##### Given records

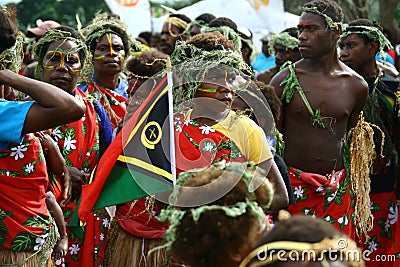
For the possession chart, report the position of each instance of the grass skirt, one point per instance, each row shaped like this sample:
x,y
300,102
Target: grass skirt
x,y
127,250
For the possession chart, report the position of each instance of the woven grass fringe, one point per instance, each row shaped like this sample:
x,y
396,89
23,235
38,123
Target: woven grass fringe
x,y
126,250
362,150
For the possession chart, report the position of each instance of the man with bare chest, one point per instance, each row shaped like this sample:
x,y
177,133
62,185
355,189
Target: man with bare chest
x,y
322,99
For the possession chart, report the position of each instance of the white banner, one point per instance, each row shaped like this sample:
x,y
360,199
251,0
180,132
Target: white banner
x,y
135,13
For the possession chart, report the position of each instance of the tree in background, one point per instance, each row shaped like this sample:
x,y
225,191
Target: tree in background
x,y
62,11
386,11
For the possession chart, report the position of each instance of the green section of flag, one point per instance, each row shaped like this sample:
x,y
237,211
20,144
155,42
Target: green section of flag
x,y
123,185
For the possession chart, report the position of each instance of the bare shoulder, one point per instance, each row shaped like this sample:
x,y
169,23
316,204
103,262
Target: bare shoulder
x,y
388,69
279,77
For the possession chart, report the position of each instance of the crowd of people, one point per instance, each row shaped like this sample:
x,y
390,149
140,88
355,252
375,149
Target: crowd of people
x,y
293,150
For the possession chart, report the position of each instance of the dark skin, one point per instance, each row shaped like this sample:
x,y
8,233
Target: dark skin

##########

Each line above gets copied exactly; leave the pictures out.

▶ **Solved problem**:
For the possession chart, report the position of each instance of the grass skirt, one point per instance, each row shaped like this sample:
x,y
300,102
Target: grass skirt
x,y
127,250
For the possession chart, report the position of each instance of the woven grass fringe, one point per instance, each row shaped like this sample:
x,y
396,89
23,235
38,123
Target: woven grass fringe
x,y
126,250
362,150
For the possession chart, report the position of each instance of the man with bare chest, one point per instance, each row shaped like this sample:
x,y
177,133
62,185
355,189
Target: man with bare chest
x,y
322,99
For the possession chart, report the position of each instance of the white banner, one point per instance, each row shaped like this sample:
x,y
360,199
251,0
180,132
Target: white banner
x,y
135,13
For the possession chart, report the position of each instance of the tree in background, one point per instance, each row shaped like this sample:
x,y
225,191
Target: tree in background
x,y
62,11
386,11
For the possession chart, report the position of each instance of the green section of flag, one point per instance, each row shaped like this sample:
x,y
237,211
20,144
155,42
Target: green section of flag
x,y
123,185
For the possession chart, report the position of each instance of the bare shoulder, one point per instance, each row shaped like this sample:
x,y
169,23
316,204
103,262
Target: bare shoulder
x,y
388,69
279,77
For the possession chart, report the position of each instance of the crowd of people, one point per instance, each row shaped like this sample:
x,y
390,149
140,88
355,252
375,149
Target: crowd of people
x,y
293,150
For the possession chart, report the position of each instance of the dark skin, one point per instance, each row shaped like this sample:
x,y
8,233
Target: dark skin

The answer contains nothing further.